Document extract:
-*-*-
FASB change to rules for sales-type leases would cut losses

The Financial Accounting Standards Board voted to modify its leases standard so some companies won’t have to recognize a heavy loss at the beginning of certain types of lease contracts.

The change, which FASB approved at a board meeting Wednesday, applies to sales-type leases with variable lease payments. The leases standard, also known as ASC 842 under FASB’s Accounting Standards Codification, requires lessors to determine whether a lease should be classified as a sales-type lease at the commencement of a lease on the basis of specific classification criteria. A lessor would be prohibited from including most variable payments in measuring its lease receivable, aside from payments that depend on a reference index or a rate. Subsequently, those excluded variable payments would be recognized entirely as lease income when the changes in facts and circumstances on which those variable payments are based occur.

That means the lease receivable for a sales-type lease with excluded variable payments could be less than the carrying amount of the underlying asset derecognized at the beginning of the lease. As a result, the lessor would recognize a loss at lease commencement, as a day-one loss, even if the lessor expects the arrangement to be profitable overall. Some of FASB’s stakeholders, including Google’s parent company Alphabet, complained in comment letters that recognizing an immediate selling loss for a sales-type lease with variable payments that are excluded from the measurement of the lease receivable would lead to reporting outcomes that didn’t faithfully represent the underlying economics, both at the commencement of a lease and over the term of the lease. They emphasized that this wouldn’t provide users of financial statements with financial information that’s relevant or useful for decisions.
-*-*-
Data to examine:
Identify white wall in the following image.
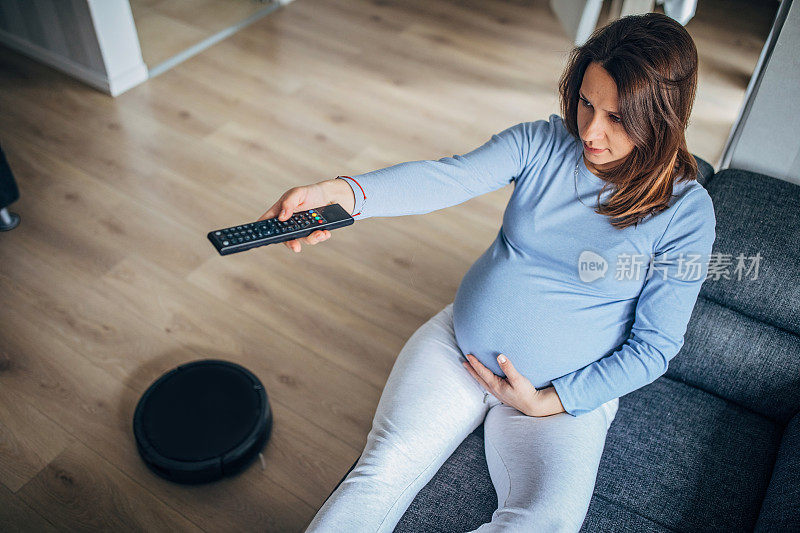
[0,0,148,96]
[719,0,800,185]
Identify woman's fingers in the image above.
[284,230,331,252]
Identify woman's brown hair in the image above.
[559,13,697,229]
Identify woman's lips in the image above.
[583,142,606,154]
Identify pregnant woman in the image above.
[261,13,716,533]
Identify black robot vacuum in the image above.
[133,359,272,483]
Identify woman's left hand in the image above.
[461,354,564,416]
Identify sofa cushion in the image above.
[700,169,800,335]
[395,377,781,532]
[666,296,800,425]
[584,377,782,531]
[756,414,800,533]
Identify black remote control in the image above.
[208,204,354,255]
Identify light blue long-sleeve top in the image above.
[343,114,716,416]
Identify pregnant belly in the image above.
[453,248,632,388]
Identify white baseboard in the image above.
[0,30,147,96]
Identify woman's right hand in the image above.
[258,182,331,252]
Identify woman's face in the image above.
[578,63,633,171]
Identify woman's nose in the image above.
[583,114,606,142]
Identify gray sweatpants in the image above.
[306,303,619,533]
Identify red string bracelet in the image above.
[339,176,367,217]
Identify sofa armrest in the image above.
[755,413,800,532]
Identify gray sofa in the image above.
[320,158,800,533]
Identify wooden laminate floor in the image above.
[0,0,777,531]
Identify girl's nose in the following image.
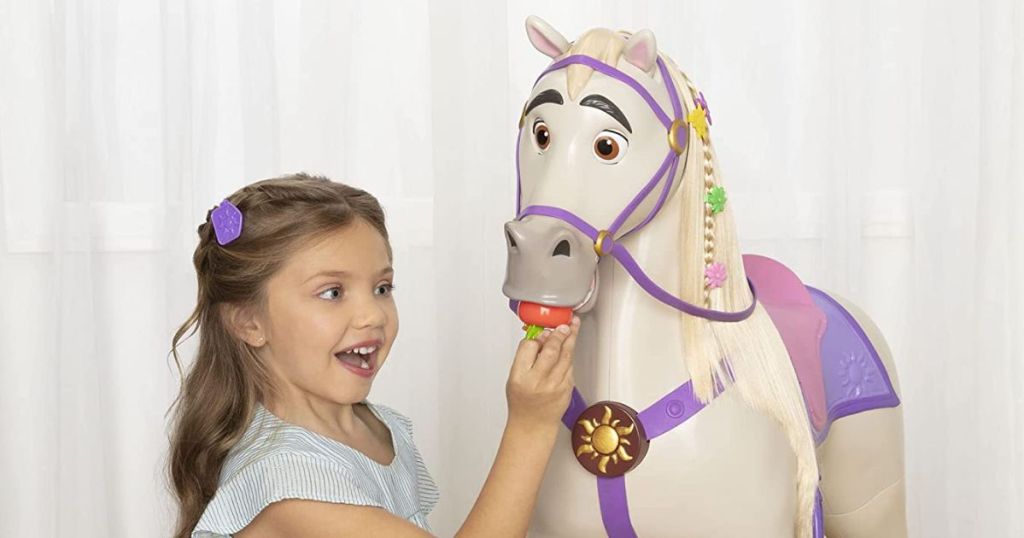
[353,296,387,329]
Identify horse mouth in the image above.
[572,271,599,314]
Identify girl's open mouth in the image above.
[334,344,380,377]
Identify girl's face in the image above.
[259,219,398,404]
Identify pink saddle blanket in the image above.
[743,254,828,431]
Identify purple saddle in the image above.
[743,254,899,443]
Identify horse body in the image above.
[530,240,796,538]
[505,17,905,538]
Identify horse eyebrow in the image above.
[522,89,563,116]
[580,93,633,134]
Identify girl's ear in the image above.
[220,303,266,347]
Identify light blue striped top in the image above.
[193,402,438,538]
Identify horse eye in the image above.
[534,122,551,152]
[594,131,630,164]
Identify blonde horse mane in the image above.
[566,29,818,538]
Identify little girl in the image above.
[170,174,580,538]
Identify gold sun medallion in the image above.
[572,402,650,478]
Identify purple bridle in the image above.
[513,54,758,322]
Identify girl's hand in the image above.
[505,317,580,427]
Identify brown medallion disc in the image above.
[572,402,650,478]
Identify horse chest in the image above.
[530,395,796,538]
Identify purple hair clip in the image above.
[210,200,242,246]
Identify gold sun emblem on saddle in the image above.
[572,402,647,477]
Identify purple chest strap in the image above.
[562,381,705,538]
[562,381,824,538]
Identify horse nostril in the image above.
[505,230,517,248]
[551,239,572,257]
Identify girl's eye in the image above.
[534,120,551,152]
[594,131,630,164]
[317,286,341,299]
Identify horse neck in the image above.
[573,183,689,401]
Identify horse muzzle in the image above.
[502,216,598,313]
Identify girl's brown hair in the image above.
[168,173,391,538]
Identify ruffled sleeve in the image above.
[193,453,384,538]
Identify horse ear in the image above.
[526,15,569,58]
[623,29,657,73]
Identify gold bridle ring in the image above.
[669,118,689,155]
[594,230,608,257]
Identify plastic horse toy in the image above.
[504,17,906,538]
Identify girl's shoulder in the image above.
[196,402,437,536]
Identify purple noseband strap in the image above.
[519,202,758,322]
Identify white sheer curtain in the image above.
[0,0,1024,537]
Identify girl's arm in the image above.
[234,319,580,538]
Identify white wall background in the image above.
[0,0,1024,538]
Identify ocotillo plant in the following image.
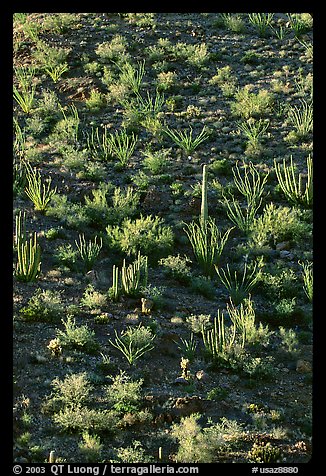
[184,165,234,276]
[274,155,313,208]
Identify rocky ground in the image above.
[13,13,312,464]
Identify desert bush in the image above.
[47,372,93,409]
[56,316,99,354]
[53,407,118,434]
[250,202,312,247]
[78,431,103,463]
[171,413,243,463]
[85,182,139,228]
[106,371,143,415]
[46,193,90,229]
[159,254,191,284]
[106,215,174,259]
[116,440,153,464]
[231,85,274,119]
[95,35,129,63]
[19,288,64,322]
[80,284,107,309]
[143,149,171,175]
[248,441,282,463]
[75,234,103,271]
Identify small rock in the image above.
[296,359,312,373]
[174,377,189,385]
[196,370,210,382]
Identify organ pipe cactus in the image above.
[200,164,208,225]
[15,233,41,282]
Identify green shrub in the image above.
[54,244,78,270]
[116,440,154,464]
[159,254,191,284]
[78,431,103,463]
[85,183,139,228]
[106,215,174,259]
[19,288,64,322]
[250,203,312,247]
[171,413,243,463]
[95,35,129,63]
[56,316,99,354]
[53,407,118,434]
[47,372,93,409]
[46,194,90,229]
[248,441,282,463]
[80,284,107,309]
[106,371,143,414]
[231,85,274,119]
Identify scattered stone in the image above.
[173,396,205,416]
[196,370,210,382]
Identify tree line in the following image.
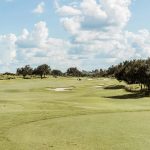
[108,58,150,90]
[1,58,150,90]
[15,64,109,79]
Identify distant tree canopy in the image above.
[66,67,82,77]
[51,70,63,76]
[13,58,150,90]
[16,65,33,78]
[33,64,51,79]
[114,59,150,90]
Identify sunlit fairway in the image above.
[0,77,150,150]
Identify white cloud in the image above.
[33,2,45,14]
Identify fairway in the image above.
[0,77,150,150]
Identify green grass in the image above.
[0,78,150,150]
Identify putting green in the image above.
[0,78,150,150]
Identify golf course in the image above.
[0,77,150,150]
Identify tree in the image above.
[16,65,33,79]
[51,70,63,76]
[34,64,51,79]
[67,67,82,77]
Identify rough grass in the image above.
[0,78,150,150]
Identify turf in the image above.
[0,78,150,150]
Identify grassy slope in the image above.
[0,78,150,150]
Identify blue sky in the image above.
[0,0,150,72]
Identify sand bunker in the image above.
[88,79,93,81]
[47,87,73,92]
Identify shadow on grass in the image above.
[105,91,150,99]
[104,85,125,90]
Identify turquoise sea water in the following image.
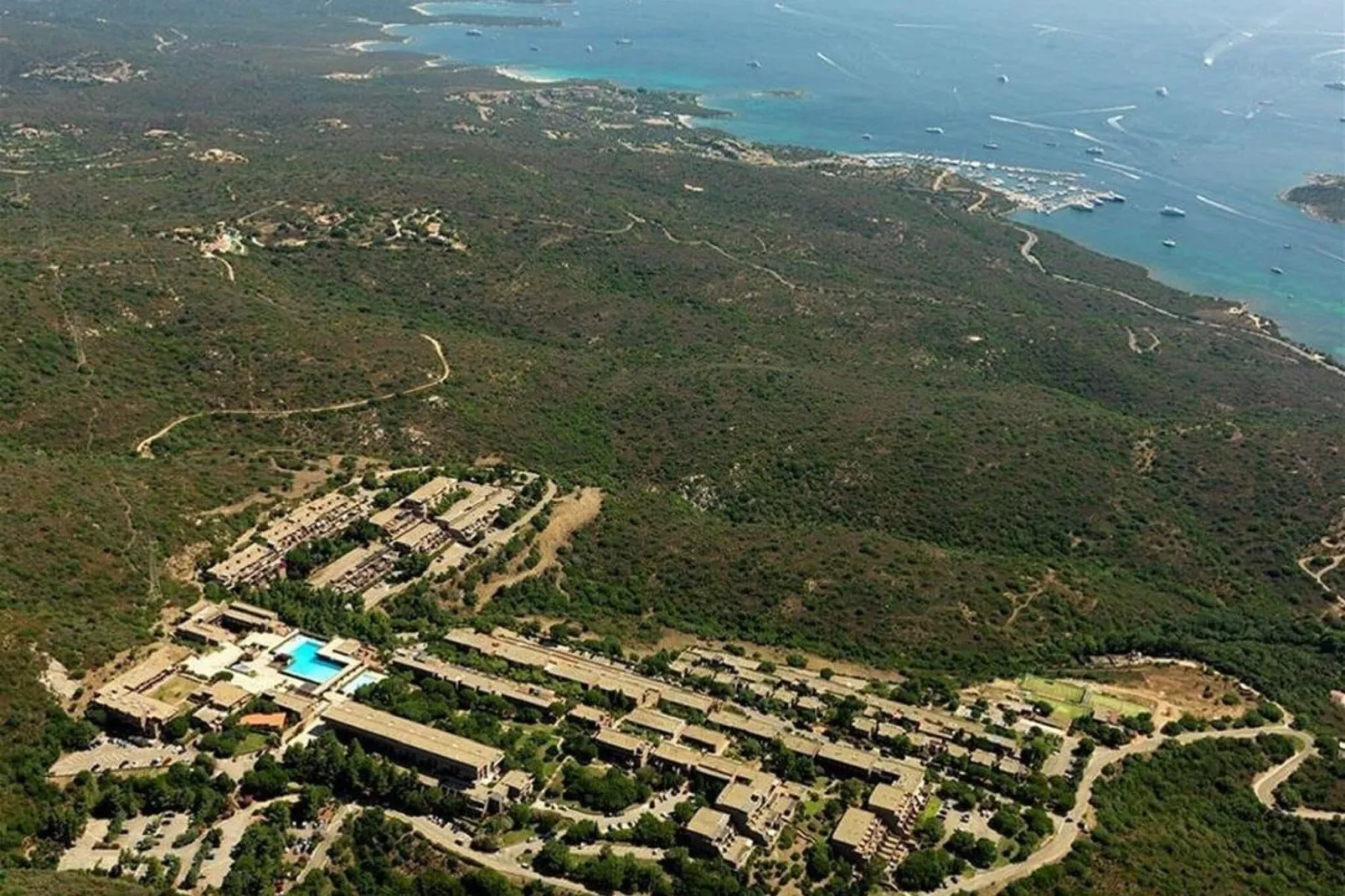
-*-*-
What you need to do: Reproduce word for word the passage of the FASB lease article between "The Financial Accounting" and "of lease contracts.", inclusive.

Answer section:
The Financial Accounting Standards Board voted to modify its leases standard so some companies won’t have to recognize a heavy loss at the beginning of certain types of lease contracts.